+++ 元の文章

DNAとはつまり遺伝を指し、遺伝とはつまり家族を指す。長らくアルツハイマー病で施設に入院していた老齢の祖父は、その子供たち孫たち曾孫たちに囲まれて賑やかな日々を送っている。おじいちゃん子のネージュは祖父の生涯や家族史を製本して彼にプレゼントする。彼らは結びつきの強い家族にも見えるが、呆気なく亡くなってしまった祖父の葬式を巡って所謂フランス的な自己主張合戦が始まり、初監督作『パリ警視庁:未成年保護部隊』の縮小再生産のような映画が展開されていくことになる。流石に同作での自分の役柄が全く必要のないものだったことは学習していたのか、今回は自分が主役となっていて、後半にかけては本人曰く"内省的な"作品へと舵を切る。冒頭で書いた連想ゲームを逆走し、DNA検査を中心に自身のルーツを探る話へと話題がすり替わってしまうのだ。『パリ警視庁:未成年保護部隊』や本作品の前半おける会話の臨場感を、下手くそなハンディで導入するのは擁護できるが、その後の展開までそれが引き継がれるのは勘弁願いたい。しかも、家族を描くにも家族史を描くにもフランス/アルジェリア近代史を覗き込むにも中途半端過ぎる。が、フランス人はなんとなく好きそうで、本作品がカンヌ映画祭で上映されたなら審査員賞を取っただろう(と先に言われてしまってとても悔しい)。

++++++
+++ 分析用データ

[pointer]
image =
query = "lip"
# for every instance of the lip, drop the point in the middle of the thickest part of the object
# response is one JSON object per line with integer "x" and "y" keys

++++++

◆ 取り組むこと ◆
A - 映画評では、作品の後半で話題がすり替わるとされています。何から何へ、どのように変わるのかを1〜3文で説明してください。
B - 映画評の最後の文のあとから、続きを書き進めてください。
データは別のところから持ってきたものです。

◆ 答えの例 ◆
A - 冒頭の「DNA→遺伝→家族」という連想を逆にたどります。その結果、家族の話から、DNA検査を中心に自分のルーツを探る話へと移ります。監督本人の言う「内省的な」作品へと舵を切った形です。

B -
この映画は少々個人的すぎるのだろう。頭の中で渦巻いていることを他人に伝える段階まで至っておらず、"映画"というものにしきれていない。『パリ警視庁:未成年保護部隊』にあった臨場感による呆気なさというのも機能せず、ショットが撮れないなら物語をなんとかせいと思うがそちらも機能せず。途中止めみたいな物語で困惑を残すのみ。真面目にやってくれ。